QUOTED TEXT:
Ex Deo is a Canadian death metal band formed in Montreal, Quebec in 2008. The band is a side project of Kataklysm frontman Maurizio Iacono, and is based on the history of the Roman Empire.

History

Ex Deo was formed in 2008 as an artistic project of Maurizio Iacono, who is of Italian heritage. It became the first Roman Legion melodic death metal band; in performance, band members wear modified Roman Legion uniforms.

Romulus (2009)
Ex Deo's debut album Romulus was released in Europe and North America in June 2009, on Nuclear Blast. The album was recorded with producer and Kataklysm guitarist Jean-François Dagenais, featuring guest appearances by Karl Sanders (Nile), Obsidian C. (Keep of Kalessin) and Nergal (Behemoth). It was generally well-received. The band toured in support of it, playing Hellfest in France, FortaRock Festival in Holland, Paganfest in Germany and a group concert in New York.

SUPPLIED DATA:
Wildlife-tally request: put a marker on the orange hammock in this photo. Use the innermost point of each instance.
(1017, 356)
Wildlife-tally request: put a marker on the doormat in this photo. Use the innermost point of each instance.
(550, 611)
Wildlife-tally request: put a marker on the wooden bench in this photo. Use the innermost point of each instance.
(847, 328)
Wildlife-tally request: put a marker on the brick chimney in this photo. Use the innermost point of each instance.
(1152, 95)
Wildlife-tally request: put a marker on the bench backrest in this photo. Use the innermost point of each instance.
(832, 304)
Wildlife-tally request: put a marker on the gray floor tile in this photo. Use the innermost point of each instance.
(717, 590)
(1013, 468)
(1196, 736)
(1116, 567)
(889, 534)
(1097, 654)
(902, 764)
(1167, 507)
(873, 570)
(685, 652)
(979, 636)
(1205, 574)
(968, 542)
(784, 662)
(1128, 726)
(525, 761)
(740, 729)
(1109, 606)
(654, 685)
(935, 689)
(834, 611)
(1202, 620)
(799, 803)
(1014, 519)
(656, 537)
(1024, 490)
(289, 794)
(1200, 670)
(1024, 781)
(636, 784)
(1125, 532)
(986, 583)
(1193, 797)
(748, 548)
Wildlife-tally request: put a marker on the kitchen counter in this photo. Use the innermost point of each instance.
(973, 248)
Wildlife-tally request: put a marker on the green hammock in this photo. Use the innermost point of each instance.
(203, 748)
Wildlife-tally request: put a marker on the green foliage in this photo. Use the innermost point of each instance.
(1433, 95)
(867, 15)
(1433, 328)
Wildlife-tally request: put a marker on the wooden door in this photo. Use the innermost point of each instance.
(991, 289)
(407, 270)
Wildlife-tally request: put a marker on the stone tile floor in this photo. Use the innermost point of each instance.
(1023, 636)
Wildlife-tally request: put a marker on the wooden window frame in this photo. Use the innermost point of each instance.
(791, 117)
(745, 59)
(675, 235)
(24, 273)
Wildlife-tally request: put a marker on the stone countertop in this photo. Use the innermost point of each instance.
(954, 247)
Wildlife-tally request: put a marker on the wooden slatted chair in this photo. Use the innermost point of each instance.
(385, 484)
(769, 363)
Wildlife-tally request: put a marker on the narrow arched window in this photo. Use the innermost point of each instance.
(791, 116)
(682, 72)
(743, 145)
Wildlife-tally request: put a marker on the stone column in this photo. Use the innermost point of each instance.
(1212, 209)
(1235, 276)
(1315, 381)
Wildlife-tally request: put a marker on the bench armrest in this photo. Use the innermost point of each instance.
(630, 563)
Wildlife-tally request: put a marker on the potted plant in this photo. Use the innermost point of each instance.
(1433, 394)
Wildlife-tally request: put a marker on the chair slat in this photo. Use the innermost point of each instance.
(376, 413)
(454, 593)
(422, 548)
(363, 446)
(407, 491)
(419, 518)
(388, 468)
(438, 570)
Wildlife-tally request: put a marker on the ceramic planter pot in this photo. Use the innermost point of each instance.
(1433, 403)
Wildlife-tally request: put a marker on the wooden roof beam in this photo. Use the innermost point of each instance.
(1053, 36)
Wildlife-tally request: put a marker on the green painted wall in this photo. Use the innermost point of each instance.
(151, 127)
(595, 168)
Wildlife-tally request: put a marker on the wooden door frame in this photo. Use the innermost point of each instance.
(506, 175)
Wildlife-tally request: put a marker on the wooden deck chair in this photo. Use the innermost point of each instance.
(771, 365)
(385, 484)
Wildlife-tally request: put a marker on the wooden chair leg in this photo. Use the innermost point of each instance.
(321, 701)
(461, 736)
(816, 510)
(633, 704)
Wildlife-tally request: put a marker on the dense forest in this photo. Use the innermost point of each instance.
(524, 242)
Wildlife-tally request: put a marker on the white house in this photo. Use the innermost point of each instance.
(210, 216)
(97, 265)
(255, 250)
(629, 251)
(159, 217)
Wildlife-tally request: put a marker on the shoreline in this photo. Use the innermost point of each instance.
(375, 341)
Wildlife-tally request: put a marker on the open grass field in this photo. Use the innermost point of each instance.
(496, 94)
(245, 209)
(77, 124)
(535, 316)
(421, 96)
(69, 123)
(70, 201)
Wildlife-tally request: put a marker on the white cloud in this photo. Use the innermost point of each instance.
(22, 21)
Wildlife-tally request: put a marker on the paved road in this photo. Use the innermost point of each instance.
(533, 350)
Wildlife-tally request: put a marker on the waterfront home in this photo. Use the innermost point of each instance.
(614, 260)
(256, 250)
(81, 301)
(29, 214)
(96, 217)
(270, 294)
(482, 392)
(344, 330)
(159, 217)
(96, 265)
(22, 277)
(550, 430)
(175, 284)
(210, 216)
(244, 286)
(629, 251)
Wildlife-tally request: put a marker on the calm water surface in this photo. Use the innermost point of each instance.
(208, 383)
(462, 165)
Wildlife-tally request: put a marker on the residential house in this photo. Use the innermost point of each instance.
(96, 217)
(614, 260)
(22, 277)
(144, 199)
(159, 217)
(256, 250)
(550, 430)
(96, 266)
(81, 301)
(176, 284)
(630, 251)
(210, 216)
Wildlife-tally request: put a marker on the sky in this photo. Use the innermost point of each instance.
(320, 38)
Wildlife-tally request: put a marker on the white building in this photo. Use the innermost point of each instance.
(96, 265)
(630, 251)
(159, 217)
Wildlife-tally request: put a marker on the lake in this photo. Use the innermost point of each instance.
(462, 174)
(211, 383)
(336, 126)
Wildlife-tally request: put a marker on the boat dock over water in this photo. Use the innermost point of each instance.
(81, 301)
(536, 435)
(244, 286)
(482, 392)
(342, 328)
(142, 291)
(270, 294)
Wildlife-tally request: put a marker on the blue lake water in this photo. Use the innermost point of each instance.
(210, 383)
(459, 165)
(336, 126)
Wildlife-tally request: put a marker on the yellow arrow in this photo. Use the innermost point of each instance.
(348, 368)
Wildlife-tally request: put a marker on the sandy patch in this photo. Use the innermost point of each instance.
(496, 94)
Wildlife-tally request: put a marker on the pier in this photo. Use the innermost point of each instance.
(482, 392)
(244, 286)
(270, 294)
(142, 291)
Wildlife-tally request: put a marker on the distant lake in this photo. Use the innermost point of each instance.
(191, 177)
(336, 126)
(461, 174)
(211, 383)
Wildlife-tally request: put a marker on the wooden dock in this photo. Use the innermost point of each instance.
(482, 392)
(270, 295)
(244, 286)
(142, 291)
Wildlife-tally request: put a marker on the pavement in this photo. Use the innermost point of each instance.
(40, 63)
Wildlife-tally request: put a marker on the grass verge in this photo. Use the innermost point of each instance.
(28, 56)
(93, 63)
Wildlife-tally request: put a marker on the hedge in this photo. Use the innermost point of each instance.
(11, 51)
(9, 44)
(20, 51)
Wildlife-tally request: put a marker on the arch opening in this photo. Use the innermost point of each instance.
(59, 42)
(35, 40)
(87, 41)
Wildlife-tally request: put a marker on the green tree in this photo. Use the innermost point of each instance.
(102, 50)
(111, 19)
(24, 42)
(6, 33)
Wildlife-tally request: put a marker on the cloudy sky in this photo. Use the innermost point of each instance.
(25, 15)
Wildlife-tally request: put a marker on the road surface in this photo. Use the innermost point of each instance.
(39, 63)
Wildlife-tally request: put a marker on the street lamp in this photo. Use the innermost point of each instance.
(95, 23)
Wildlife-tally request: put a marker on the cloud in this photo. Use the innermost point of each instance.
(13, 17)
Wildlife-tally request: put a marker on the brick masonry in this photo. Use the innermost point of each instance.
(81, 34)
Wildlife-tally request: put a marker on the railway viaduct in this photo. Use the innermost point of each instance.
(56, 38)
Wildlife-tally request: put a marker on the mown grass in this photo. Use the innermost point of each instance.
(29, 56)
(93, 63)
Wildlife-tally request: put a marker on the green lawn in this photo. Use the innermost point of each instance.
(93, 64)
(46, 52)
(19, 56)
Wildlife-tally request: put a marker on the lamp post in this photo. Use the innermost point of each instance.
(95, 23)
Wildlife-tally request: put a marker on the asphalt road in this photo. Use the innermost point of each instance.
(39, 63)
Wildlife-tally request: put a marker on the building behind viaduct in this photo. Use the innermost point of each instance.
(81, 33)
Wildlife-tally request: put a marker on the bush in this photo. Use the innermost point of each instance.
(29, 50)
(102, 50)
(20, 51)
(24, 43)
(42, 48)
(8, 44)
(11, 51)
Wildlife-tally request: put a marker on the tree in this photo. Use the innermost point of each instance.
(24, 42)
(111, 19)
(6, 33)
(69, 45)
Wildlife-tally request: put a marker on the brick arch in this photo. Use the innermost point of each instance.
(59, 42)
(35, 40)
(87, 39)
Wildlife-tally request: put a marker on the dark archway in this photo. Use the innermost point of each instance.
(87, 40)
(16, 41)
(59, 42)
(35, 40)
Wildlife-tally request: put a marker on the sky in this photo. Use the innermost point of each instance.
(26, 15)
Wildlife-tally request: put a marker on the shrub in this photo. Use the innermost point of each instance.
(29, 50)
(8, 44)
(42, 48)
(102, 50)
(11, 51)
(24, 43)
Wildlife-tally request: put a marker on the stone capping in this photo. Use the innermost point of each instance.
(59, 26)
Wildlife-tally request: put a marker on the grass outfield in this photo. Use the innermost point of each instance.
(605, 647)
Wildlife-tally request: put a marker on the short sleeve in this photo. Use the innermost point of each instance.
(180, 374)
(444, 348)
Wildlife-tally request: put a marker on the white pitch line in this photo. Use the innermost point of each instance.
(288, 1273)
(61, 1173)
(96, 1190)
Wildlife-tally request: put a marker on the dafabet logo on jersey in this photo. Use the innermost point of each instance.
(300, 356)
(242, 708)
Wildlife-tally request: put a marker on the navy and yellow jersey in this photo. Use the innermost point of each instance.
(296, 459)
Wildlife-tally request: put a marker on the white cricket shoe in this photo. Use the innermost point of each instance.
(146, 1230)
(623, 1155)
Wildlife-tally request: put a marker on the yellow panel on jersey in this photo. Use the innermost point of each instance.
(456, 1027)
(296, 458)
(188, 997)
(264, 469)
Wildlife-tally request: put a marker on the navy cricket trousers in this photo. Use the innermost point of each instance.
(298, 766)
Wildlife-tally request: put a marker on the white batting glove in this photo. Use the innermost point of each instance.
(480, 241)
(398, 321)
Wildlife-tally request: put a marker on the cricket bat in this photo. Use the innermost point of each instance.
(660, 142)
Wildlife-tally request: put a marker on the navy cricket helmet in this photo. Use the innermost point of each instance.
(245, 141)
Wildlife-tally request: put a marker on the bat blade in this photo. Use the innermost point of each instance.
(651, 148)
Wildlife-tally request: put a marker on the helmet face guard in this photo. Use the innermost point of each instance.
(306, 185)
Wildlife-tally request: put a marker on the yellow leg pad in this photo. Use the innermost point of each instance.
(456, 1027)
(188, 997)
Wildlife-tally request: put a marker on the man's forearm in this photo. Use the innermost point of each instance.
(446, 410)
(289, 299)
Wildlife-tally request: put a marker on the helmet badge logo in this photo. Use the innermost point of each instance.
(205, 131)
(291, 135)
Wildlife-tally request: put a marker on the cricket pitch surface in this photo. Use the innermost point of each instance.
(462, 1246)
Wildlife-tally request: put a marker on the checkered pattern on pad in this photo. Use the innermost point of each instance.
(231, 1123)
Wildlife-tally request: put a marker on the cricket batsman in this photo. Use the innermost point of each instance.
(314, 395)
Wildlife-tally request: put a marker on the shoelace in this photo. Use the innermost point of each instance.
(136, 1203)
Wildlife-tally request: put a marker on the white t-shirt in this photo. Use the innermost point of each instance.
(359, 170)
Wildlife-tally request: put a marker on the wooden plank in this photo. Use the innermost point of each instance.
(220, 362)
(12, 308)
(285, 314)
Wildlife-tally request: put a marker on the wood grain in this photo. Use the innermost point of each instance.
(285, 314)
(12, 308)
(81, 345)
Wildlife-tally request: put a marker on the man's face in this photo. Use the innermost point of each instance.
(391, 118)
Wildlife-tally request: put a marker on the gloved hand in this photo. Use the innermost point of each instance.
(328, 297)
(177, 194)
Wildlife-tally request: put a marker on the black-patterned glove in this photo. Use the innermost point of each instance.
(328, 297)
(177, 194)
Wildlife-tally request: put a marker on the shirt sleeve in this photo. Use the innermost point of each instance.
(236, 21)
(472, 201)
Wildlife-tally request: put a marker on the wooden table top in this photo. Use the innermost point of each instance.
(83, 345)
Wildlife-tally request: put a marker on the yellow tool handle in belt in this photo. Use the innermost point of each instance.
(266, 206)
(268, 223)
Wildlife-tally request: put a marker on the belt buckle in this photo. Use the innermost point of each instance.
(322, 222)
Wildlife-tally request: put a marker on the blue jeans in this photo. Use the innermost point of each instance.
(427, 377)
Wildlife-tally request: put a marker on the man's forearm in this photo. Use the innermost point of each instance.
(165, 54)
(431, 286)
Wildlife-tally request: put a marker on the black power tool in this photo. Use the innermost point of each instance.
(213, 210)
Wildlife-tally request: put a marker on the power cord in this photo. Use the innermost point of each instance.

EXERCISE AIM:
Please extract the stretch of the Ex Deo text from "Ex Deo is a" through "the Roman Empire.", word for word. Work only from the text about the band Ex Deo, leaving the lines aside.

FINAL ANSWER:
Ex Deo is a Canadian death metal band formed in Montreal, Quebec in 2008. The band is a side project of Kataklysm frontman Maurizio Iacono, and is based on the history of the Roman Empire.